__Stated goal__.
Pick out each line in the listing below that contains the string "blue" and copy it. Treat the match as case-sensitive.

══ Records provided ══

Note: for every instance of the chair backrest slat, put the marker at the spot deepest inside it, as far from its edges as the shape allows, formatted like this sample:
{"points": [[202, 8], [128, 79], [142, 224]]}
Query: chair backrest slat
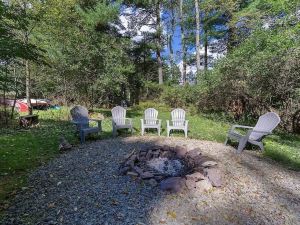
{"points": [[150, 116], [118, 115], [267, 122], [80, 115], [178, 117]]}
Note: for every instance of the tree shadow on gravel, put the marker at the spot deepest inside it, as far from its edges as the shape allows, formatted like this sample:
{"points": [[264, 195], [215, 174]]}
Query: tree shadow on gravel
{"points": [[84, 187]]}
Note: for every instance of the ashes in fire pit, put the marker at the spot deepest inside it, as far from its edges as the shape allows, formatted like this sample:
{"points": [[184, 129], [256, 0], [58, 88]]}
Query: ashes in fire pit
{"points": [[173, 168], [166, 167]]}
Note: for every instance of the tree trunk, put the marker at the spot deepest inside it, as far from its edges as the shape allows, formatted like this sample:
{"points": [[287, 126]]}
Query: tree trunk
{"points": [[205, 52], [197, 36], [158, 44], [172, 61], [16, 94], [27, 83], [183, 46]]}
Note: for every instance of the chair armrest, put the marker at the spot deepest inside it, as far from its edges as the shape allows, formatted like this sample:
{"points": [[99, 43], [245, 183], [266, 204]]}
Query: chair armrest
{"points": [[233, 127], [241, 126], [130, 120], [99, 122], [95, 120], [263, 132], [186, 123], [178, 120]]}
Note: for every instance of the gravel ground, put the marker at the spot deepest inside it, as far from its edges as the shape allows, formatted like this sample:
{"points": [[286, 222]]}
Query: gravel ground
{"points": [[83, 187]]}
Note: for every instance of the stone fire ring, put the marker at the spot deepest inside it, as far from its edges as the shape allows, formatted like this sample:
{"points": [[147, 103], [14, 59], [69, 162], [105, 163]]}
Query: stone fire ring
{"points": [[174, 169]]}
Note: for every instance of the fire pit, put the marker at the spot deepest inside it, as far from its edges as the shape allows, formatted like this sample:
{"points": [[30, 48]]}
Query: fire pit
{"points": [[173, 168]]}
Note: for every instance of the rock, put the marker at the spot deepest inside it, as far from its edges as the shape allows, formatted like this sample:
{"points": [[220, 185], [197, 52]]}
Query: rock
{"points": [[199, 169], [64, 145], [196, 176], [193, 153], [214, 175], [133, 174], [158, 178], [209, 163], [203, 185], [149, 155], [190, 184], [197, 160], [124, 170], [138, 170], [165, 148], [156, 154], [180, 151], [173, 184], [153, 182], [147, 175]]}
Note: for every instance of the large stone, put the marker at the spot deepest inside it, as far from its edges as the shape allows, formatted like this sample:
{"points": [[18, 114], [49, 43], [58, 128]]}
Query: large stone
{"points": [[193, 153], [165, 148], [152, 182], [173, 184], [199, 169], [147, 175], [138, 170], [203, 185], [180, 151], [196, 176], [215, 176], [124, 169], [197, 160], [64, 145], [190, 184], [149, 155], [133, 174], [209, 163]]}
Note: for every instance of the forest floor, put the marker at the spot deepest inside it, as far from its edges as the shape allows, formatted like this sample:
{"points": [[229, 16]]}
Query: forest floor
{"points": [[23, 150], [83, 186]]}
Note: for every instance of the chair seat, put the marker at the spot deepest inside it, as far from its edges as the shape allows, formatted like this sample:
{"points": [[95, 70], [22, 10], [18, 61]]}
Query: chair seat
{"points": [[90, 130], [151, 125], [238, 136], [121, 126], [177, 127]]}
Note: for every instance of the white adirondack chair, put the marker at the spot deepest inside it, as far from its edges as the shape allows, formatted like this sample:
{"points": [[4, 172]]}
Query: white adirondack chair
{"points": [[264, 126], [80, 117], [150, 120], [119, 120], [178, 122]]}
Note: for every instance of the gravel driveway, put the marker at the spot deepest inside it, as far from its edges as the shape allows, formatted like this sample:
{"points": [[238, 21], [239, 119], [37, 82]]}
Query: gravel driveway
{"points": [[83, 187]]}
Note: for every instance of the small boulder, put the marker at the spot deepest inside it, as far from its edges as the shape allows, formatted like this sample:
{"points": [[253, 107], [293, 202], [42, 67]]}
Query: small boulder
{"points": [[124, 169], [180, 151], [152, 182], [203, 185], [214, 175], [190, 184], [196, 176], [165, 148], [147, 175], [64, 145], [133, 174], [193, 153], [138, 170], [173, 184], [209, 163]]}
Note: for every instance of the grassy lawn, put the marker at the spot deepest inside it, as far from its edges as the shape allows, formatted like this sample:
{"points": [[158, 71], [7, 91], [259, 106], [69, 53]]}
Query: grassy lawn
{"points": [[23, 150]]}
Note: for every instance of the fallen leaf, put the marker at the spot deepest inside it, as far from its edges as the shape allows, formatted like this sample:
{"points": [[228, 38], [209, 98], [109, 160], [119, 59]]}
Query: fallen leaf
{"points": [[171, 214]]}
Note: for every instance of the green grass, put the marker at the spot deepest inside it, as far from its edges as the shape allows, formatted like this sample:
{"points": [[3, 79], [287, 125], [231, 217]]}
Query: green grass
{"points": [[23, 150]]}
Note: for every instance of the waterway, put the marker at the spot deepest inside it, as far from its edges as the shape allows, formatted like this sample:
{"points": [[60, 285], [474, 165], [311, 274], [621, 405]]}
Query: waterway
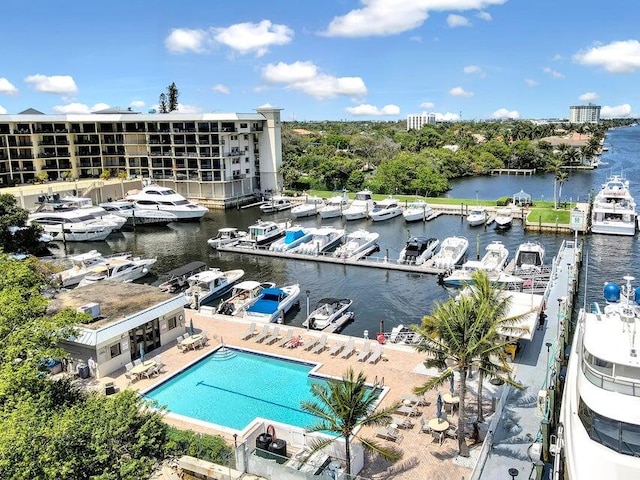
{"points": [[398, 297]]}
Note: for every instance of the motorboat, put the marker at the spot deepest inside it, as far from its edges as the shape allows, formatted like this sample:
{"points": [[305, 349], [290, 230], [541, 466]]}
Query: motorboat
{"points": [[118, 269], [477, 216], [600, 409], [357, 244], [322, 240], [360, 207], [273, 304], [418, 250], [451, 253], [309, 208], [334, 206], [71, 226], [243, 295], [327, 311], [503, 218], [277, 203], [210, 284], [614, 209], [155, 197], [417, 211], [226, 236], [385, 210], [293, 236], [135, 216]]}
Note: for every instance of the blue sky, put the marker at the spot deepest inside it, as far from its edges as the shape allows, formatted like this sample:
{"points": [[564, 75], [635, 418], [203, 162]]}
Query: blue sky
{"points": [[325, 59]]}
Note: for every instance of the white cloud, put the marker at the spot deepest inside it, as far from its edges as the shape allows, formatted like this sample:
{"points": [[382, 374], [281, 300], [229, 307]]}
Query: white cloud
{"points": [[615, 57], [454, 21], [460, 92], [306, 77], [503, 113], [588, 97], [63, 84], [7, 87], [616, 111], [552, 72], [366, 110], [182, 40], [219, 88], [390, 17], [255, 38]]}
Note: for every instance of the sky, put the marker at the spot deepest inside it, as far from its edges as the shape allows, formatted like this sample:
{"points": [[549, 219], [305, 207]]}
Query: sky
{"points": [[324, 59]]}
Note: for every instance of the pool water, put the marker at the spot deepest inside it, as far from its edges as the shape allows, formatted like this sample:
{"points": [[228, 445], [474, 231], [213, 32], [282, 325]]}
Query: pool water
{"points": [[232, 387]]}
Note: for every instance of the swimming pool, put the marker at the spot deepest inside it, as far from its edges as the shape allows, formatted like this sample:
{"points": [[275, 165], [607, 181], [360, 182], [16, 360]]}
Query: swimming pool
{"points": [[232, 387]]}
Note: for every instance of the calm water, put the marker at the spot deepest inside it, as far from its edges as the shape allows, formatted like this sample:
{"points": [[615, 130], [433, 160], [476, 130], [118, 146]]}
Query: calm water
{"points": [[397, 297]]}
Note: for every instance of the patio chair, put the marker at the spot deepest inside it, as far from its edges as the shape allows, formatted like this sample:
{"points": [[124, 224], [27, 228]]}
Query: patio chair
{"points": [[249, 332], [273, 338], [321, 345], [349, 349]]}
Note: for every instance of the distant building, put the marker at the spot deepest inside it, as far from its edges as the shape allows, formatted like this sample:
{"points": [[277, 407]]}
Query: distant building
{"points": [[417, 121], [584, 113]]}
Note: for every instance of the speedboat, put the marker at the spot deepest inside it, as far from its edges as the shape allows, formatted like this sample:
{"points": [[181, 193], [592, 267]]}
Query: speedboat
{"points": [[210, 284], [118, 269], [138, 216], [277, 203], [226, 236], [243, 295], [614, 209], [327, 311], [358, 243], [273, 304], [308, 209], [477, 216], [451, 253], [155, 197], [417, 211], [360, 207], [293, 236], [385, 210], [418, 250], [504, 217], [334, 206], [322, 240], [600, 409]]}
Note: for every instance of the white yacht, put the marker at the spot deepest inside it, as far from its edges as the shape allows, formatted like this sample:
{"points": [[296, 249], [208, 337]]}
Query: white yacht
{"points": [[118, 269], [322, 240], [600, 410], [451, 253], [155, 197], [418, 250], [357, 244], [360, 207], [226, 236], [614, 209], [210, 284], [273, 304], [309, 208], [417, 211], [385, 210], [334, 206]]}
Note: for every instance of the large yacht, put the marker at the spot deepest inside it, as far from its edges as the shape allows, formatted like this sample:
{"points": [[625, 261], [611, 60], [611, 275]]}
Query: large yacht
{"points": [[155, 197], [600, 412], [614, 209]]}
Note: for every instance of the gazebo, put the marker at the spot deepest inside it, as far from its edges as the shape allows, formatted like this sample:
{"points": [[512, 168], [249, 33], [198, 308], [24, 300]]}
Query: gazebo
{"points": [[521, 198]]}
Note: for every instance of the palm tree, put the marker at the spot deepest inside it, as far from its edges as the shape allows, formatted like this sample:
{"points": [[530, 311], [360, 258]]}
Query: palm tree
{"points": [[344, 405]]}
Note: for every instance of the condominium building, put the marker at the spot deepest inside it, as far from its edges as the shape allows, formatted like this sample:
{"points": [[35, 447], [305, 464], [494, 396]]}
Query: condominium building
{"points": [[239, 152], [584, 113], [417, 121]]}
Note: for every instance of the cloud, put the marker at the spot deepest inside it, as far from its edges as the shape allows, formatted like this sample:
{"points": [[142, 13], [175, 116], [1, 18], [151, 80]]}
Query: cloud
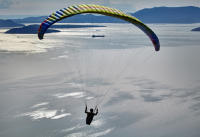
{"points": [[4, 4], [119, 97], [150, 98]]}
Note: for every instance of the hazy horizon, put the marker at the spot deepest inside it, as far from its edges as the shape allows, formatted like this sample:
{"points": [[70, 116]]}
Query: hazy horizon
{"points": [[44, 84]]}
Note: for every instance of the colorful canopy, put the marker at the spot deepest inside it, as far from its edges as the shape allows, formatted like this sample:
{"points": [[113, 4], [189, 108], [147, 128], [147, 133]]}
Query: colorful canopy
{"points": [[80, 9]]}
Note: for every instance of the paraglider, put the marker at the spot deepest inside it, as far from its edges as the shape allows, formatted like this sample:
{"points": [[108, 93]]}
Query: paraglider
{"points": [[90, 114], [97, 9], [87, 8]]}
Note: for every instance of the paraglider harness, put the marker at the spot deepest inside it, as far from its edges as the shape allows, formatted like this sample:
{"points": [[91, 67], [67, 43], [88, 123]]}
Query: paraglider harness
{"points": [[90, 114]]}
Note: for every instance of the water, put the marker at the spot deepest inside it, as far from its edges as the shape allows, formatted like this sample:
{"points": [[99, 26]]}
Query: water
{"points": [[140, 92]]}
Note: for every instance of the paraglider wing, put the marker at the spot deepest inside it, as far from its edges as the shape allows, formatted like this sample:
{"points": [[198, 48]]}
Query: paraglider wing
{"points": [[79, 9]]}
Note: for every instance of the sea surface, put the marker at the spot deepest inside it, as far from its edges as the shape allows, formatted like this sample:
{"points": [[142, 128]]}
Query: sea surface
{"points": [[45, 84]]}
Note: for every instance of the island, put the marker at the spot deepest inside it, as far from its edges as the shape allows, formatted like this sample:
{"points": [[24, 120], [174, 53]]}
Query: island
{"points": [[196, 29]]}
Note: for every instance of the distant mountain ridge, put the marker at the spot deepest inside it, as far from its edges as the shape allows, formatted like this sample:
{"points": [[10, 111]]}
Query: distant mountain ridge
{"points": [[188, 14]]}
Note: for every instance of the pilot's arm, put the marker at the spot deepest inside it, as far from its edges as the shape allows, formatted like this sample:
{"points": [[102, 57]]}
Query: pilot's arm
{"points": [[96, 112], [85, 108]]}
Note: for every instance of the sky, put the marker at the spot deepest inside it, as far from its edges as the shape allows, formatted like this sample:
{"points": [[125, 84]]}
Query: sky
{"points": [[45, 7]]}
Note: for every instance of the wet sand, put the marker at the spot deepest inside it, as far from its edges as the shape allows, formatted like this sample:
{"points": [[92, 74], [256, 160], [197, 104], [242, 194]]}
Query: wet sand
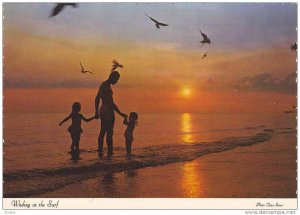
{"points": [[264, 170]]}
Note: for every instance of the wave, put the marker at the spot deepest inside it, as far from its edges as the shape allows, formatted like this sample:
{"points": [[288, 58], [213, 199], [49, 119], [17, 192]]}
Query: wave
{"points": [[36, 181]]}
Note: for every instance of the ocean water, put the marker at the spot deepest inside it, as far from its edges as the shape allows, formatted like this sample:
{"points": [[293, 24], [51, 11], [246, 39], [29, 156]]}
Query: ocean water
{"points": [[36, 158]]}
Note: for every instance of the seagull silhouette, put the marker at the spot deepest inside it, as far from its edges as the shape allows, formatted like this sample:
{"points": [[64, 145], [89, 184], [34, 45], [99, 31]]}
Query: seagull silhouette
{"points": [[157, 23], [205, 55], [116, 65], [84, 71], [294, 46], [60, 6], [205, 38]]}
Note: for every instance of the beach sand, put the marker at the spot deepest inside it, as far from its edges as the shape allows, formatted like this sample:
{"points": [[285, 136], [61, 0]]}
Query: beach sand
{"points": [[263, 170]]}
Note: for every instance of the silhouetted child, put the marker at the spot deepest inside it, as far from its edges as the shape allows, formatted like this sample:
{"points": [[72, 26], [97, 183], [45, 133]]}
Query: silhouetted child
{"points": [[75, 128], [133, 116]]}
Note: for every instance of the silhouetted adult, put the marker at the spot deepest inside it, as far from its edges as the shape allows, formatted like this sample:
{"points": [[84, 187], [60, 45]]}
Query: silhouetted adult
{"points": [[106, 112]]}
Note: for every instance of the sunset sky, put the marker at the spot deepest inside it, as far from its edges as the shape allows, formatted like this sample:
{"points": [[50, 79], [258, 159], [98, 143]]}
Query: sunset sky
{"points": [[249, 68]]}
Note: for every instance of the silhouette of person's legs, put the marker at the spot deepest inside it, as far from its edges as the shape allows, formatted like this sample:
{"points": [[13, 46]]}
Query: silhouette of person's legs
{"points": [[101, 138], [75, 145], [109, 136], [128, 142], [109, 141]]}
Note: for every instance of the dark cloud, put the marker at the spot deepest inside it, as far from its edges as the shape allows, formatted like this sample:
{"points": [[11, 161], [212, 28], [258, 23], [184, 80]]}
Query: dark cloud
{"points": [[265, 81]]}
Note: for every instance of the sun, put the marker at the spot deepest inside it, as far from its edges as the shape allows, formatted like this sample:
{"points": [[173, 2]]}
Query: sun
{"points": [[186, 92]]}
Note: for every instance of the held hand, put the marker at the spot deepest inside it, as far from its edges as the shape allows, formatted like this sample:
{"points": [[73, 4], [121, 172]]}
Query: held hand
{"points": [[96, 116]]}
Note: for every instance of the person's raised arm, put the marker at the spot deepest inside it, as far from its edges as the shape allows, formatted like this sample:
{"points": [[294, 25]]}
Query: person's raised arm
{"points": [[118, 111], [125, 120], [85, 119], [97, 102], [66, 119]]}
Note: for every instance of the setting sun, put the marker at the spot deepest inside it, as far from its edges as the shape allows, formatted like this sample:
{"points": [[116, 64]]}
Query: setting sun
{"points": [[186, 92]]}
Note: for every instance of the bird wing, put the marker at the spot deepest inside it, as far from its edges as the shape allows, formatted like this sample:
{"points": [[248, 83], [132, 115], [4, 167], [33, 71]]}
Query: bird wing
{"points": [[151, 18], [203, 35], [81, 66], [71, 4], [114, 67], [163, 24], [58, 8]]}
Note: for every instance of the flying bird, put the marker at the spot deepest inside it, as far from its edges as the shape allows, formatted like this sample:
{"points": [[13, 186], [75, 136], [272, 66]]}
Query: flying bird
{"points": [[116, 65], [205, 38], [205, 55], [294, 46], [157, 23], [84, 71], [60, 6]]}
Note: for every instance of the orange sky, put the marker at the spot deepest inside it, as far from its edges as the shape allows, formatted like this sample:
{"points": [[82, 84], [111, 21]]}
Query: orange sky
{"points": [[144, 101], [41, 63]]}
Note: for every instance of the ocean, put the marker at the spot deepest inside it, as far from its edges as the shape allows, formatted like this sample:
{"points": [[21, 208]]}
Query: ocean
{"points": [[36, 147]]}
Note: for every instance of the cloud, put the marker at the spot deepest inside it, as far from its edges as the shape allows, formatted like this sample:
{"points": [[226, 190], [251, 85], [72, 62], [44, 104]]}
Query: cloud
{"points": [[266, 82], [10, 83]]}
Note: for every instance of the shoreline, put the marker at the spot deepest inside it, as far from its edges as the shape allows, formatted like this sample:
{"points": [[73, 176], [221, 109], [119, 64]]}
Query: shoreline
{"points": [[258, 171]]}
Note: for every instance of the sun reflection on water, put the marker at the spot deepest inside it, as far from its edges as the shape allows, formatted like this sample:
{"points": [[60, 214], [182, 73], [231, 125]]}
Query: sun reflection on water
{"points": [[186, 128], [191, 181]]}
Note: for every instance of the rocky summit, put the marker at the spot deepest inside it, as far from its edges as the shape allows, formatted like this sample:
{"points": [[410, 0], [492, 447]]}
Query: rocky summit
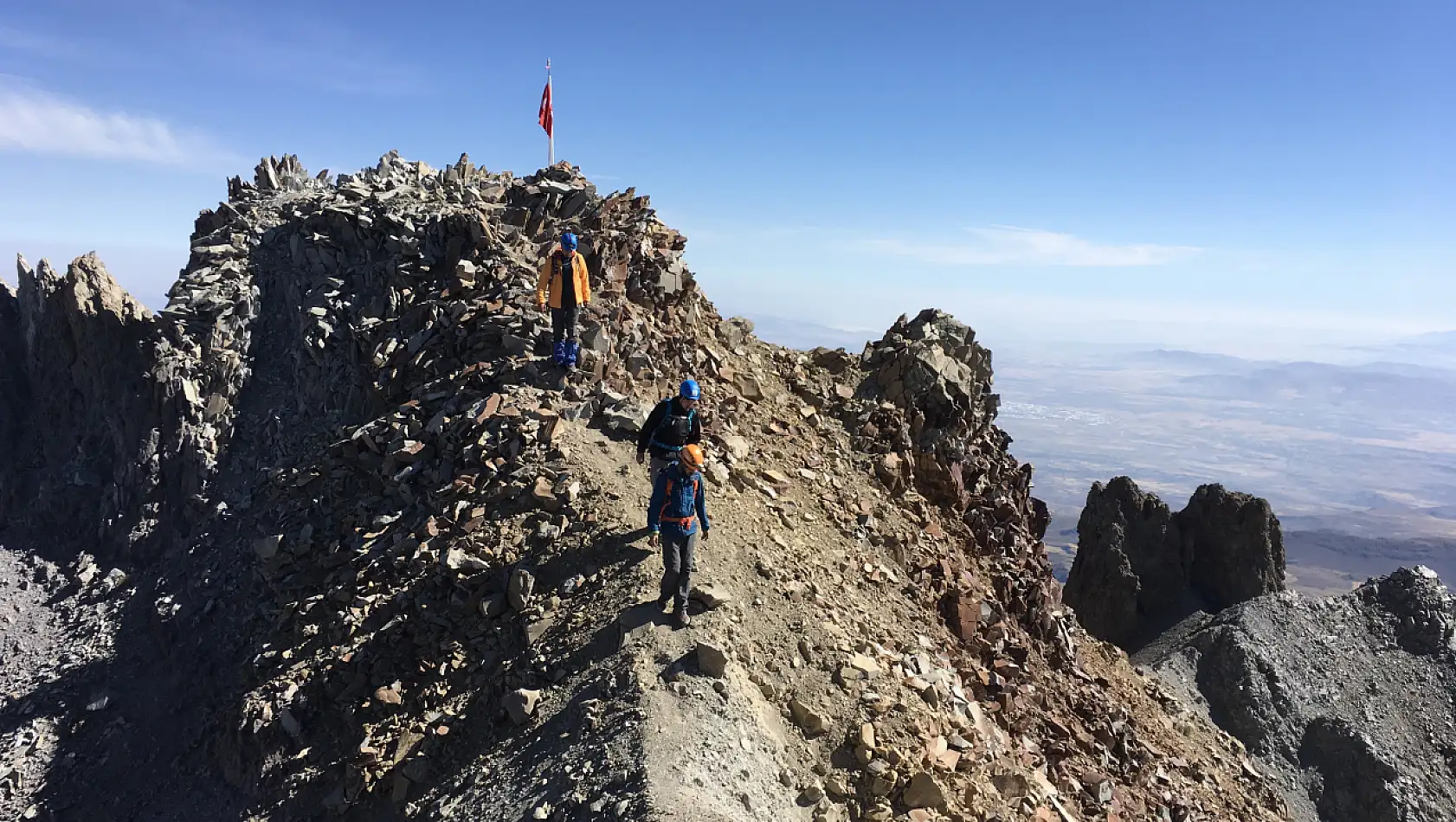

═══

__Written answer__.
Note: for every instance of the blue sky, put the marker at the spot deepest inside it, as far from its edges as the shape allows, formatted like this sample:
Query: blue sky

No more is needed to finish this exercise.